_Saved entries_.
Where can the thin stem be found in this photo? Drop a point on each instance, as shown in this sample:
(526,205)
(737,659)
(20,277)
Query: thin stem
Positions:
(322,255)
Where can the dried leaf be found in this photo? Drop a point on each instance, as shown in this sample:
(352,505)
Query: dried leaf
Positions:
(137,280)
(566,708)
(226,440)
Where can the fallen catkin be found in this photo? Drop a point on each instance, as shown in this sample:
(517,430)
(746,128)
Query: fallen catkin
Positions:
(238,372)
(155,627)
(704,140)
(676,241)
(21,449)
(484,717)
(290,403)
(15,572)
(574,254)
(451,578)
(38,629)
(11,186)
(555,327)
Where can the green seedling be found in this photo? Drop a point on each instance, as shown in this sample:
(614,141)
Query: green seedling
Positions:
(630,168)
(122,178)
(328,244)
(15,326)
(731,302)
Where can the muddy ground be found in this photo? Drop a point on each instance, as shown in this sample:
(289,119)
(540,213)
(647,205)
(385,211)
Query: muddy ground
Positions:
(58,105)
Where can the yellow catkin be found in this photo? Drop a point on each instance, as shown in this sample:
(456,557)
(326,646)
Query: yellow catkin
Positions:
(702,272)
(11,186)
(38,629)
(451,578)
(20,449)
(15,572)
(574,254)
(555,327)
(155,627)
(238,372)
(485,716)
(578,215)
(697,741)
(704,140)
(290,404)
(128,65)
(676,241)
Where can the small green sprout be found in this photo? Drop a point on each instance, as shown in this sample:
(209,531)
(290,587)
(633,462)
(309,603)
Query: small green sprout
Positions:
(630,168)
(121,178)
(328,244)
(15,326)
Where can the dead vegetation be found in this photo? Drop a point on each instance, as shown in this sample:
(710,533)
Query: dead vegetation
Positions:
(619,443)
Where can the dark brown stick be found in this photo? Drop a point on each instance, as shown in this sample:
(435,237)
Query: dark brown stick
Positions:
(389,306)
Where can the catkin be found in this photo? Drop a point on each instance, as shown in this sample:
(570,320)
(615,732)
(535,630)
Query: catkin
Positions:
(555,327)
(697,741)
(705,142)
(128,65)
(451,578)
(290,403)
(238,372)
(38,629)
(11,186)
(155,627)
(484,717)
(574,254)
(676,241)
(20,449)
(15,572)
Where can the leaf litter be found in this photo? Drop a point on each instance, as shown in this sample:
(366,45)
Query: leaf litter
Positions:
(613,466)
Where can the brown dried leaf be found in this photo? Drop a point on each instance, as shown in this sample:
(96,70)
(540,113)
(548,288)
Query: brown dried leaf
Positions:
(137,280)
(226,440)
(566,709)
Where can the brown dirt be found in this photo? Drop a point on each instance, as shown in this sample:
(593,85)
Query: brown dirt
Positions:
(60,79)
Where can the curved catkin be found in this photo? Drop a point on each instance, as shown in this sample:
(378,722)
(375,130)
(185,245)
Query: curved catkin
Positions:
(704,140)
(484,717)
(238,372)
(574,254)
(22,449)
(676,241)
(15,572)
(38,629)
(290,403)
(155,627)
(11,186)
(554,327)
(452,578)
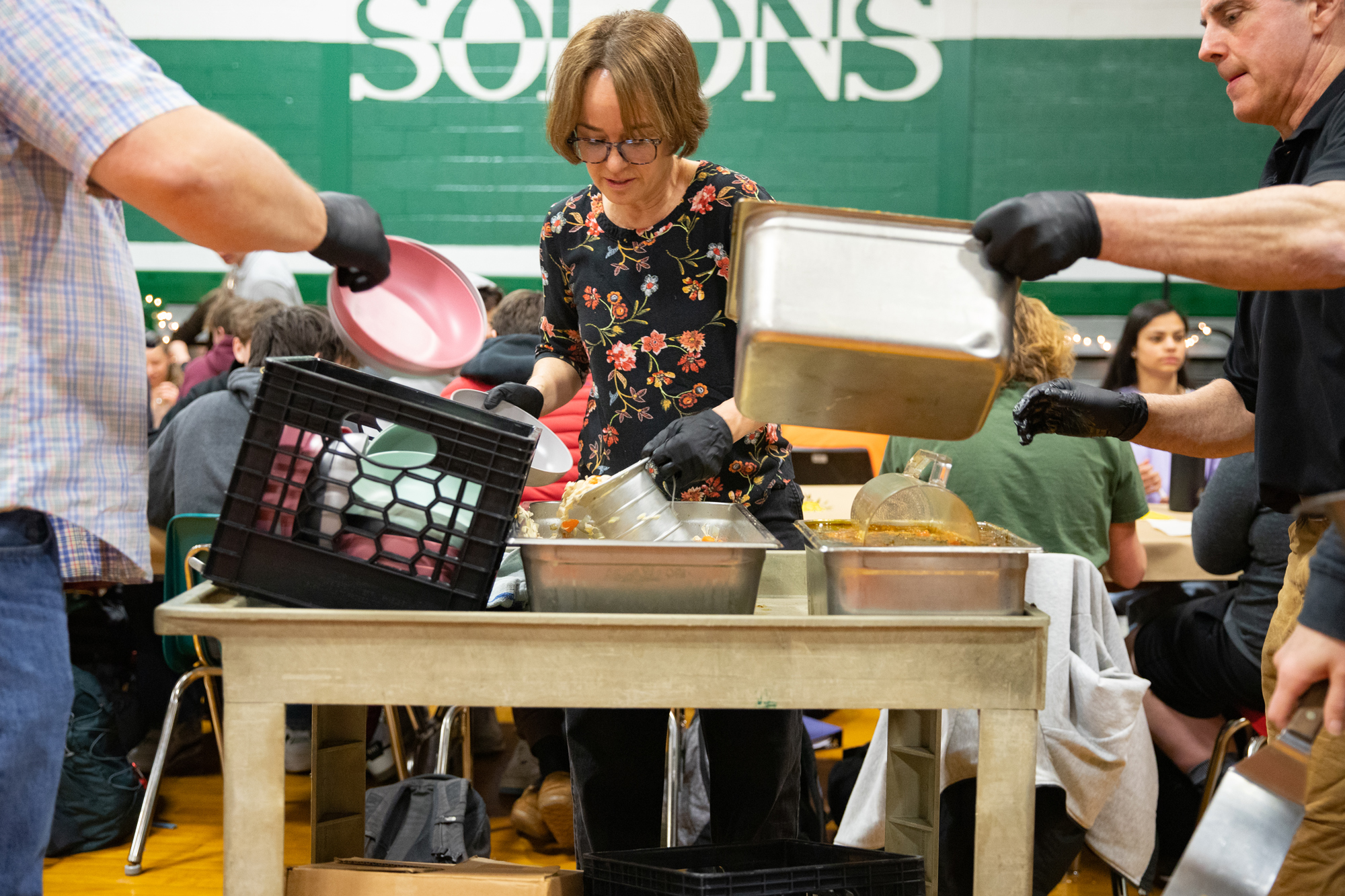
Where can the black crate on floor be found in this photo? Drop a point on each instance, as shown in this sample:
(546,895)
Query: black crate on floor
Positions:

_Exercise brief_. Copy the data exactly. Pictures do not belong in the copy.

_The completed task_.
Where can the thin stem be found in this photo? Drop a point on each instance, as shown in this sample:
(526,205)
(737,659)
(20,277)
Query: thin stem
Positions:
(322,255)
Where can the dried leaf be found in this photo? Drop a point on each instance, as shown in this sample:
(352,505)
Query: dried leaf
Positions:
(137,280)
(566,708)
(226,440)
Where can the fallen catkin be found in this photo? Drop a point on each instance, as shown in this sample:
(517,430)
(746,128)
Query: fallen catkin
Positions:
(238,372)
(155,627)
(704,140)
(676,241)
(21,449)
(484,717)
(290,403)
(15,572)
(574,254)
(451,578)
(38,629)
(11,186)
(555,327)
Where can the green seedling be found in this photo? Drop a point on each instance, as shown in this sample:
(614,141)
Query: green seedling
Positions:
(630,168)
(122,178)
(328,244)
(15,326)
(731,302)
Where can the muddy ground be found in this photo? Drop a point on each instance, as shown in this sample:
(289,119)
(540,213)
(647,205)
(385,211)
Query: muddy ground
Positions:
(58,105)
Where can the yellow catkin be found in this photo? Drop a point on each instance, as shown in this sample:
(456,557)
(326,646)
Query: yellow catkin
Positions:
(702,272)
(11,186)
(38,629)
(451,578)
(20,449)
(15,572)
(574,254)
(555,327)
(155,627)
(238,372)
(485,716)
(578,215)
(697,741)
(704,140)
(290,404)
(128,65)
(676,241)
Where can the small green sprout be found in this photo? Drop a point on each instance, as shown in this sample:
(209,531)
(290,587)
(633,462)
(309,603)
Query: small green sprout
Positions:
(630,168)
(121,178)
(328,244)
(15,326)
Where can the dead vegetation be found in this photo? Drop a point on each instance, as shown in this sample:
(710,533)
Query: dead vegetation
Positions:
(619,443)
Where can the dark brown stick be found in this photo? Drop a point on each instance, as shown in this sample:
(435,237)
Query: dark brown stick
Positions:
(389,306)
Where can the catkin be found in this photo? Drop a point on each instance, as shown in this sample:
(570,320)
(615,732)
(535,630)
Query: catkin
Positions:
(555,327)
(697,741)
(705,142)
(128,65)
(451,578)
(290,403)
(238,372)
(38,629)
(11,186)
(155,627)
(484,717)
(574,254)
(676,241)
(20,449)
(15,572)
Where can the leaf litter be found in this photo? Drop a point on each instance, as shown in this sample:
(366,45)
Query: leaf litter
Positions:
(613,466)
Where can the brown dried leaf be found in this photo? Drop a point on each instance, as shown in this sample:
(96,70)
(540,113)
(548,288)
Query: brown dried leaf
Positions:
(137,280)
(226,440)
(566,709)
Where can the brown dirt be found in this photo? Drop a point on each instance, as shown in this sample:
(593,85)
Query: brown dirt
Positions:
(60,79)
Where can the curved catkin be found in this photo? Drop a point on each instance, as shown in this sample:
(378,722)
(375,130)
(185,245)
Query: curved catkin
Positions:
(704,140)
(484,717)
(238,372)
(574,254)
(22,449)
(676,241)
(15,572)
(38,629)
(290,403)
(155,627)
(11,186)
(554,327)
(452,578)
Where can the black crate on floor be found in this photo? Drop a point on each instance, as shown in this sample:
(546,895)
Query: black crate on floor
Positions:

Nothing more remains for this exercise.